BEGIN Provided entries

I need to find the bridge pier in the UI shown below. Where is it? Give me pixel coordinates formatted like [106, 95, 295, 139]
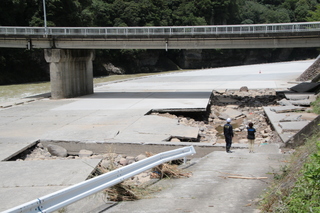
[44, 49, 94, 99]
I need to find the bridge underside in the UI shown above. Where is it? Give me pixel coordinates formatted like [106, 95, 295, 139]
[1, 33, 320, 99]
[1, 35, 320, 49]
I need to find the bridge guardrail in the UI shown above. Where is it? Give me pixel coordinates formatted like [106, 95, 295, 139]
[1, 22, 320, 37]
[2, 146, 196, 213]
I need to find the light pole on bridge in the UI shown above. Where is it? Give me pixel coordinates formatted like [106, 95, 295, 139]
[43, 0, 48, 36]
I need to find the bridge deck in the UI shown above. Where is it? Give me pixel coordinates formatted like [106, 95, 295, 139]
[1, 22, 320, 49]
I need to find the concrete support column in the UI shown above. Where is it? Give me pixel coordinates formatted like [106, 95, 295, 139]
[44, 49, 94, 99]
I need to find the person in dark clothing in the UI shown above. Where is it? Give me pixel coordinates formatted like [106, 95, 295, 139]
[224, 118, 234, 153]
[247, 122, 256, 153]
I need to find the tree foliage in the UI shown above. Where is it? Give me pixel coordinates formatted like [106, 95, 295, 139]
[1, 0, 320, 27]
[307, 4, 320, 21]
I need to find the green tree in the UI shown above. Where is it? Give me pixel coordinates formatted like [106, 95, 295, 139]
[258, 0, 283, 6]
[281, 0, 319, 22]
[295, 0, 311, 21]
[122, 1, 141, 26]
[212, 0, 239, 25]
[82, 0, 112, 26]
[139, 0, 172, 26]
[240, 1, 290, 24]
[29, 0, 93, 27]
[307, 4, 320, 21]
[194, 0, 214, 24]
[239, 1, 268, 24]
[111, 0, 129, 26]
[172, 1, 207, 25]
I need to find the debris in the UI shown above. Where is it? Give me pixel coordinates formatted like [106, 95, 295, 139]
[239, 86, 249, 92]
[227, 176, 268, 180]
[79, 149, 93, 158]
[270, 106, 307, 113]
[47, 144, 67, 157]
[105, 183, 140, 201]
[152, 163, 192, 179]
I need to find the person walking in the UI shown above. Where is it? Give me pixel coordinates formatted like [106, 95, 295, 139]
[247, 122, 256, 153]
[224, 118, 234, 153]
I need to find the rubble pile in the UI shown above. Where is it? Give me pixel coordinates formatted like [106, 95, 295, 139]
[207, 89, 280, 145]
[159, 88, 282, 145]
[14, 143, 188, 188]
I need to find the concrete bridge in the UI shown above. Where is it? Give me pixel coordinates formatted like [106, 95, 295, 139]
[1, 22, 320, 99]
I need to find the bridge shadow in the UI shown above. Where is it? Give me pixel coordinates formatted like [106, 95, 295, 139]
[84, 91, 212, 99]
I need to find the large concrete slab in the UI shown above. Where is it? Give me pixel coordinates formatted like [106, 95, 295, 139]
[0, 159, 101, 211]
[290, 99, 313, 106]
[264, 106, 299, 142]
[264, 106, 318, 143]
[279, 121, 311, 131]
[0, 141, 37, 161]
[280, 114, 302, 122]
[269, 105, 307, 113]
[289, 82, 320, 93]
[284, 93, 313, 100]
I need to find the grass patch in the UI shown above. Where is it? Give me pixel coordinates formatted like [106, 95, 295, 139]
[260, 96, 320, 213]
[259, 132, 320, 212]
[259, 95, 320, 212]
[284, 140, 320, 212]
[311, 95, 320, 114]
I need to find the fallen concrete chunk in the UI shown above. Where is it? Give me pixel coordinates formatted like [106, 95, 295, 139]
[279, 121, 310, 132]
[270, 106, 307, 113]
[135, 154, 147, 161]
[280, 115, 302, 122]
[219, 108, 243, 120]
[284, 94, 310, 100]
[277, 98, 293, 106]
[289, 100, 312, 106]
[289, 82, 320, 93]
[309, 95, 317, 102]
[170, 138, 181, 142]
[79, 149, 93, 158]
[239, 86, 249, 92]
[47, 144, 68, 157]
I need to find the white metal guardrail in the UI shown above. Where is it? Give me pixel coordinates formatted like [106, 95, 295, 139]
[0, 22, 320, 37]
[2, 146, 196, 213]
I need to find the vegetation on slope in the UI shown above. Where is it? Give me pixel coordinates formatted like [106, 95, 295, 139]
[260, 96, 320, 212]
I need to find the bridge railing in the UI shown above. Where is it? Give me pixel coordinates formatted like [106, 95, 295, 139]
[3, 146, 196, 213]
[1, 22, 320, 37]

END Provided entries

## Action item
Take the line containing "I need to find the white" as the start and the last line of the data as the end, and reproduce that range exactly.

## Exercise answer
I need to find the white metal guardrail in the UI shown above. Where is it? Give me pixel coordinates formatted like [106, 95, 295, 139]
[0, 22, 320, 37]
[2, 146, 196, 213]
I need to find the vegetation on slope in the UI shown above. Where is it? Give me pixel coordinates formatted like [106, 95, 295, 139]
[260, 96, 320, 212]
I need to find the bridge railing in the UI shown above. Where is it? Give me pixel coordinates formatted like [106, 95, 295, 139]
[3, 146, 196, 213]
[1, 22, 320, 37]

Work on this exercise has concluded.